EXERCISE PROMPT ▸ Print the range of lines that opens with the line containing "Localize hood. Reply" and closes with the last line of the listing. Include both ends; print nothing more.

/---

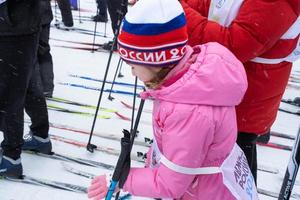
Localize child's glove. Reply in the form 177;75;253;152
88;175;119;200
88;175;108;200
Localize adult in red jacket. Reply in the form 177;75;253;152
181;0;300;179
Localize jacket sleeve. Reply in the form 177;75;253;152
181;0;298;62
124;107;214;199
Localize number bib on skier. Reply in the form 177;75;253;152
150;140;258;200
220;144;258;200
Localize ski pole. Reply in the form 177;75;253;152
105;99;145;200
107;57;122;101
86;0;127;153
77;0;82;23
278;125;300;200
92;7;99;53
118;60;124;78
115;77;140;200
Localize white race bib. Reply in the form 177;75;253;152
220;144;258;200
150;139;258;200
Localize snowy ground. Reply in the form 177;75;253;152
0;0;300;200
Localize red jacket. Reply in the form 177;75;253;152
181;0;300;134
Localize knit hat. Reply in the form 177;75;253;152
118;0;188;67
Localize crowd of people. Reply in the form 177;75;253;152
0;0;300;200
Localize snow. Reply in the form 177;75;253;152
0;0;300;200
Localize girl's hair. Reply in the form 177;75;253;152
145;65;174;89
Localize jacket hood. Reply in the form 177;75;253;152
141;42;247;106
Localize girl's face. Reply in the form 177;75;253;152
130;64;161;83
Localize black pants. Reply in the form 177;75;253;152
0;34;38;159
236;132;257;183
107;0;128;33
0;34;49;159
55;0;74;26
25;63;49;141
96;0;110;19
37;24;54;93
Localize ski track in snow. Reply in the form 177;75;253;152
0;0;300;200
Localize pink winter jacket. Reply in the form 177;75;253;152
124;43;247;200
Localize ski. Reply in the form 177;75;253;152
51;24;104;36
53;45;98;51
257;188;300;200
257;142;293;151
47;104;111;119
47;97;117;113
50;38;103;47
61;162;131;200
22;120;279;174
24;151;114;170
278;108;300;116
279;128;300;200
61;162;96;179
287;82;300;90
69;74;145;89
271;131;296;140
51;132;279;174
61;159;284;197
257;164;279;174
50;135;146;162
2;175;87;193
58;82;134;96
50;119;150;147
47;101;151;125
120;101;152;113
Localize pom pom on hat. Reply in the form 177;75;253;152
118;0;188;67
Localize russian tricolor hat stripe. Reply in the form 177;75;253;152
118;0;188;67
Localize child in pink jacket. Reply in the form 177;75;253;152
89;0;257;200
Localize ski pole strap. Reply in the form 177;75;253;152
105;181;118;200
160;154;221;175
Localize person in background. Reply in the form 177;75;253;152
88;0;258;200
55;0;74;30
180;0;300;180
0;0;51;177
92;0;108;23
102;0;128;51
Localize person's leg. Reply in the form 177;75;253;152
237;132;257;183
93;0;107;22
38;24;54;97
25;64;49;139
0;34;38;160
256;131;271;144
22;62;52;154
57;0;74;27
107;0;128;33
102;0;128;51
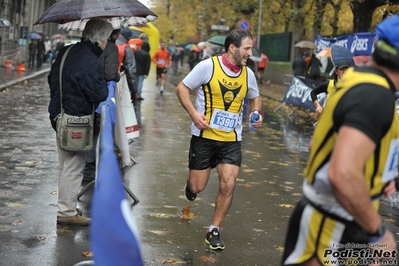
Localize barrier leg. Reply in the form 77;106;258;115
78;180;96;199
123;184;140;206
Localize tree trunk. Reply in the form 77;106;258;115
351;0;388;32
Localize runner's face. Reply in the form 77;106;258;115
233;37;253;66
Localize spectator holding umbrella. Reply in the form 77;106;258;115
28;39;37;68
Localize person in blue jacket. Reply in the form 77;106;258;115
48;19;112;225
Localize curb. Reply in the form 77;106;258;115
0;68;51;89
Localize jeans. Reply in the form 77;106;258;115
137;75;144;98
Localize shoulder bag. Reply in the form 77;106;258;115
56;45;94;152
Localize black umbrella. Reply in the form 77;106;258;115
33;0;156;25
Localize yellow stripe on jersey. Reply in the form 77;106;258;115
304;68;399;198
284;205;345;265
201;56;248;142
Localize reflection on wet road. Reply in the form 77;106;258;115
0;67;399;266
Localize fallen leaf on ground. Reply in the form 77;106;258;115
82;251;93;257
12;220;22;226
278;204;294;208
276;246;284;252
57;225;73;233
150;213;175;218
200;256;216;263
161;259;191;264
181;206;194;220
150;230;171;236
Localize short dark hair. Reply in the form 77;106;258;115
224;30;252;52
371;43;399;72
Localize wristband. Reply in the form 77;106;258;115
368;222;387;243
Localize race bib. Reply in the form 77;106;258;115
210;108;239;132
157;59;166;65
382;139;399;183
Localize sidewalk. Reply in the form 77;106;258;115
0;63;287;102
0;63;51;90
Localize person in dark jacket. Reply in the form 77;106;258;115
134;42;151;101
308;54;322;80
48;19;112;225
83;29;121;182
36;38;46;68
292;54;308;77
99;29;121;82
115;28;137;103
28;40;37;68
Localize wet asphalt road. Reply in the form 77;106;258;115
0;65;399;266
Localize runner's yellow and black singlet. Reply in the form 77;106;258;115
304;67;399;208
200;56;248;142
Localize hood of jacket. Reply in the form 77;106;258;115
141;42;150;52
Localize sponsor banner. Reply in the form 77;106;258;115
316;32;377;56
283;77;326;111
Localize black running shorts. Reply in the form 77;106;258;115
157;67;168;75
188;136;242;170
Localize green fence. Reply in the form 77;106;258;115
260;32;292;62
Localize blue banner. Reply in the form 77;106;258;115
316;32;377;56
283;77;326;111
90;104;144;266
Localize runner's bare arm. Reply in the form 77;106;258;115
175;82;209;130
248;96;263;128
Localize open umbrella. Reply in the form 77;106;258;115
28;32;42;40
50;34;66;40
58;15;158;31
207;35;226;47
33;0;156;25
316;47;331;57
0;18;12;27
184;43;198;50
294;41;316;49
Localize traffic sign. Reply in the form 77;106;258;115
238;18;251;31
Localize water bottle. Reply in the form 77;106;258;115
248;110;260;131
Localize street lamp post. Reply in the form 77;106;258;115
256;0;263;49
198;15;204;42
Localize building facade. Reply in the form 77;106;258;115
0;0;59;67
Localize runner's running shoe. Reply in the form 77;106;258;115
205;228;224;250
184;184;197;201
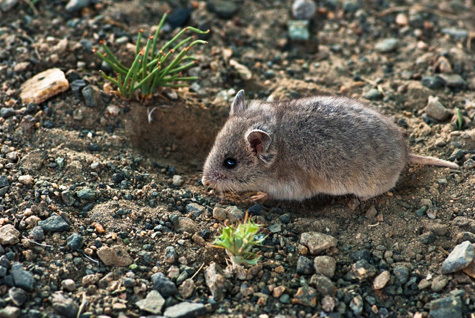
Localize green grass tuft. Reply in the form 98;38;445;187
95;14;209;99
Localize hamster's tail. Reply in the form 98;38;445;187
409;153;459;169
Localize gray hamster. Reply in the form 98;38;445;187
202;90;458;201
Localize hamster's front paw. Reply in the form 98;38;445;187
250;192;270;202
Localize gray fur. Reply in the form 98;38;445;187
203;91;455;200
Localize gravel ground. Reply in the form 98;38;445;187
0;0;475;318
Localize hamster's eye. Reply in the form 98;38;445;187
223;158;237;169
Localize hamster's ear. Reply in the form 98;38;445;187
246;129;276;164
229;89;246;116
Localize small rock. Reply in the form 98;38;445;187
442;241;475;274
135;290;165;315
208;0;239;19
81;85;104;107
8;287;28;306
66;0;91;12
421;76;445;89
430;275;449;292
172;174;185;187
0;0;18;12
425;96;452;121
292;0;317;20
297;256;314;275
97;245;133;266
292;286;317;307
442;28;468;40
363;88;383;100
439;74;467;88
164;301;207;318
205;262;226;301
18;175;35;185
0;107;15;119
10;263;36;291
0;224;20;245
429;296;463;318
38;214;70;232
300;232;337;255
151;272;178;297
20;68;69;104
374;38;399;53
178;278;195;299
0;306;20;318
229;59;252;81
66;233;84;251
61;278;76;292
351;259;376;280
76;187;96;200
310;274;337;296
313;255;336;278
287;20;310;41
373;271;391;289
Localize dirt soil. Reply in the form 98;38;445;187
0;0;475;318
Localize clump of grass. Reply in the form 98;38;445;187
213;213;265;265
95;14;209;99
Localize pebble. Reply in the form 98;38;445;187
373;271;391;290
374;38;399;53
430;275;449;292
81;85;104;107
10;263;36;291
208;0;239;19
61;278;76;292
421;76;445;89
164;301;207;318
178;278;196;299
442;241;475;274
292;286;317;307
52;292;79;318
8;287;28;306
20;68;69;104
425;96;452;121
438;74;467;89
351;259;376;280
292;0;317;20
442;28;468;40
205;262;226;301
151;272;178;298
0;224;20;245
18;174;35;185
167;7;191;28
287;20;310;41
66;233;84;251
66;0;91;12
0;0;18;12
135;290;165;315
363;88;383;100
97;245;133;267
297;256;315;275
429;296;462;318
28;226;45;242
0;107;15;119
76;187;96;200
172;174;185;187
313;255;336;278
310;274;337;296
38;214;70;232
300;232;337;255
0;306;20;318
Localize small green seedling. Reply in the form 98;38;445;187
213;213;266;265
95;14;209;99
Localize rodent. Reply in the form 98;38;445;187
202;90;458;201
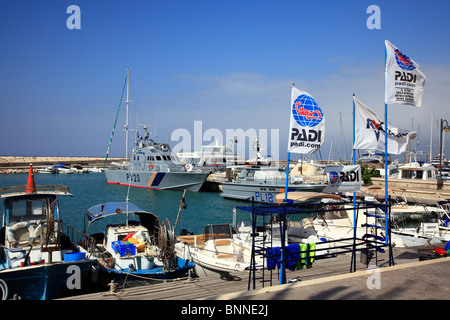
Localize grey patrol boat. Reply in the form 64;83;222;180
104;70;209;192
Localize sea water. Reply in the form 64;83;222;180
0;173;246;235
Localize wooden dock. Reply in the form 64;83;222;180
60;246;444;301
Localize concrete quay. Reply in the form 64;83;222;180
61;244;450;306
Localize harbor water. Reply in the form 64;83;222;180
0;173;246;235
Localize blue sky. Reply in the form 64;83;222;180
0;0;450;159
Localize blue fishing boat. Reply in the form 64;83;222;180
81;202;194;285
0;166;94;300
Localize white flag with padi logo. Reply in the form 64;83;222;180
384;40;426;107
323;165;361;193
288;86;325;154
353;96;417;154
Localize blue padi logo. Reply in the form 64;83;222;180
330;171;339;184
394;49;416;71
292;94;323;128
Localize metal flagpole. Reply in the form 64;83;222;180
384;40;389;244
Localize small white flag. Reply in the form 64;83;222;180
353;96;417;154
384;40;426;107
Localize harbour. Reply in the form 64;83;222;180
0;0;450;304
0;165;446;301
58;247;450;302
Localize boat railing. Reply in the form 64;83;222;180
0;184;69;194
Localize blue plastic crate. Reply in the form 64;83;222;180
111;241;136;257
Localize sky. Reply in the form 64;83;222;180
0;0;450;160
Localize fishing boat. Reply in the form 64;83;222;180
221;165;327;203
175;223;251;277
80;202;194;285
0;166;94;300
104;70;209;192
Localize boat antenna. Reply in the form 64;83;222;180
125;69;130;162
173;189;187;232
103;72;128;168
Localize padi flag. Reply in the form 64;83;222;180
353;97;417;154
384;40;426;107
288;86;325;154
323;165;361;193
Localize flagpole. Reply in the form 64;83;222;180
384;39;389;244
352;94;356;238
284;152;291;203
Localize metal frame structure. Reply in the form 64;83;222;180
236;198;394;290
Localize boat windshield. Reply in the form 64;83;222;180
205;223;233;241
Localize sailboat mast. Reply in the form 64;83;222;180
125;69;130;162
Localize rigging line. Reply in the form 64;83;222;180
103;77;127;168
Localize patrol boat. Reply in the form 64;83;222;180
104;127;209;192
104;70;209;192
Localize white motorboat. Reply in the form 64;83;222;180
175;223;251;276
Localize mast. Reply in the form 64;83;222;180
125;69;130;162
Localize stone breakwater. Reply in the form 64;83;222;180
0;156;124;174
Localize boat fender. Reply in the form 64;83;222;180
30;223;47;240
7;221;35;245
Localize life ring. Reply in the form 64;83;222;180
7;221;35;245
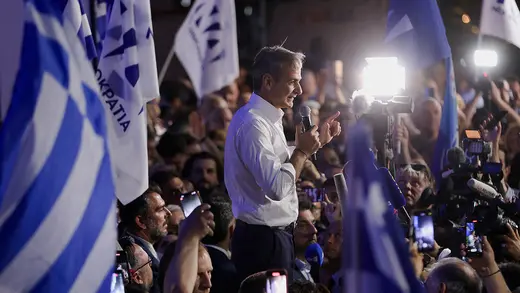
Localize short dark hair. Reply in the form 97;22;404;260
498;262;520;290
119;183;162;230
182;152;224;181
288;280;330;293
202;193;234;245
298;196;313;212
252;46;305;92
426;257;482;293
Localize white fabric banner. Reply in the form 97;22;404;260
96;0;159;204
174;0;239;99
480;0;520;48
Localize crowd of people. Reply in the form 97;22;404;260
118;46;520;293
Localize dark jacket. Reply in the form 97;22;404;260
206;246;240;293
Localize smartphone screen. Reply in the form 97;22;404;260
412;211;435;252
110;270;125;293
303;188;325;202
466;220;482;257
465;130;481;139
180;191;202;218
265;270;287;293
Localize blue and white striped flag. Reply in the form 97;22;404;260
0;0;116;292
342;123;423;293
386;0;458;182
174;0;239;99
63;0;97;60
96;0;159;204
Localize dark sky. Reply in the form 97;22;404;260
438;0;520;78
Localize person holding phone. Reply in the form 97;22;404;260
224;46;341;280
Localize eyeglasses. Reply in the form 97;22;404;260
400;164;427;172
129;258;152;275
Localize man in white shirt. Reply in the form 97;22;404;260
224;46;341;280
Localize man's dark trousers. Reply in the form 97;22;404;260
231;220;294;282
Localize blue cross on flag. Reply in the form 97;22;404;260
0;0;117;292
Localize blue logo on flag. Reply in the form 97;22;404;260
190;3;225;66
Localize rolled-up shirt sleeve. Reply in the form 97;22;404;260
235;120;296;200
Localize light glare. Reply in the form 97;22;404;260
473;50;498;67
362;57;406;97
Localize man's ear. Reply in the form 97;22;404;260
131;272;144;284
135;216;146;230
228;219;237;239
262;74;274;91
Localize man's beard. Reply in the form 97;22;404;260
146;219;168;243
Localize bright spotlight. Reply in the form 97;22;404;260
362;57;406;98
473;50;498;67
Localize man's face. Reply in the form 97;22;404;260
193;250;213;293
132;244;153;292
397;172;428;207
417;100;442;138
323;221;343;261
268;63;302;109
168;210;184;235
144;193;171;243
190;159;218;189
294;210;318;251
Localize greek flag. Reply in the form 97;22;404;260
96;0;159;204
174;0;239;99
63;0;97;60
0;0;116;292
480;0;520;48
342;124;423;293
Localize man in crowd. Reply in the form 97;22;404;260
119;185;171;293
425;257;482;293
224;46;341;280
293;199;318;282
119;236;153;293
183;152;222;196
202;194;240;293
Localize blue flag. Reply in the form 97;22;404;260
343;124;423;293
61;0;97;60
0;0;116;292
386;0;458;185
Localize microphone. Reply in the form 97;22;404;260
305;242;324;267
300;106;316;161
467;178;501;200
377;168;411;221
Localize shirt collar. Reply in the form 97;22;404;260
206;244;231;259
249;93;284;123
295;258;311;273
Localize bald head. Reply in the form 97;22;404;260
426;257;482;293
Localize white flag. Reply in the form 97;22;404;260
174;0;239;98
480;0;520;48
96;0;159;204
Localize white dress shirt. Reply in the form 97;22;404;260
224;93;298;227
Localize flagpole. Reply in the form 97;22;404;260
159;41;175;86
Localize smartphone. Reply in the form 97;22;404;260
180;191;202;218
411;210;435;252
465;220;483;257
486;111;507;130
464;130;482;139
112;250;130;284
303;188;325;202
110;270;125;293
265;269;287;293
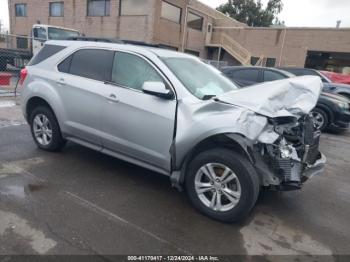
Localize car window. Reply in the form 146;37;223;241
264;70;288;82
162;56;238;100
232;69;259;82
28;45;66;66
111;52;165;90
57;55;73;73
67;49;113;81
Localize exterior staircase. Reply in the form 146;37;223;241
206;32;251;66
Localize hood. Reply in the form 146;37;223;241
217;76;322;118
321;92;350;103
323;83;350;90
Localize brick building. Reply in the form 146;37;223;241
9;0;350;71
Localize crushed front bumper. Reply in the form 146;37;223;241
302;153;327;181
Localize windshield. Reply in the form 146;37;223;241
162;57;238;100
48;27;79;40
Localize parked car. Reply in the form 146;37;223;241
321;71;350;85
20;41;326;221
222;66;350;131
279;67;350;99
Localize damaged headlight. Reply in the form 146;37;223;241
337;102;349;111
279;144;293;159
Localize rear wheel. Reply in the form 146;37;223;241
311;108;329;131
29;106;66;151
186;149;260;222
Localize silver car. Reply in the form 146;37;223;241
20;41;326;222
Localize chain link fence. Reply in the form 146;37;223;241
0;34;31;97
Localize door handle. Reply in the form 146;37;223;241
56;78;66;86
107;94;119;103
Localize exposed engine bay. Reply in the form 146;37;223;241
260;115;322;190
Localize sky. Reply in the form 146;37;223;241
0;0;350;31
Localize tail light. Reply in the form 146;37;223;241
19;68;28;85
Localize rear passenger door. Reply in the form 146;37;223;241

\---

SOLUTION ▸
Localize hood. Reply in the form 146;37;223;241
217;76;322;118
321;92;350;103
323;83;350;90
Localize brick building. Reply in the form 146;37;223;241
9;0;350;71
Localize crushed front bumper. Reply in the form 146;37;223;241
302;153;327;181
Localize windshield. Reply in the form 146;37;223;241
162;57;238;100
48;27;79;40
Localize parked car. Reply in the form 146;37;223;241
321;71;350;85
20;41;326;221
222;66;350;131
279;67;350;99
Localize damaged headlight. Reply in the form 146;37;223;241
337;102;349;111
279;144;293;159
Localize rear wheel. Reply in the form 146;37;223;241
311;108;329;131
29;106;66;151
186;149;260;222
Localize silver car. Reply in the form 146;37;223;241
20;41;326;222
Localize chain link fence. Reply in the form 146;37;223;241
0;34;31;97
Localize door handle. Reply in the form 146;37;223;241
56;78;66;86
107;94;119;103
Localize exposed engine bay. Reply in the form 146;37;223;241
260;115;322;190
Localize sky. Reply in the form 146;37;223;241
0;0;350;31
Localize tail light. Reply in the form 146;37;223;241
19;68;28;85
Localize rear passenger door. Reply in the form 146;37;223;241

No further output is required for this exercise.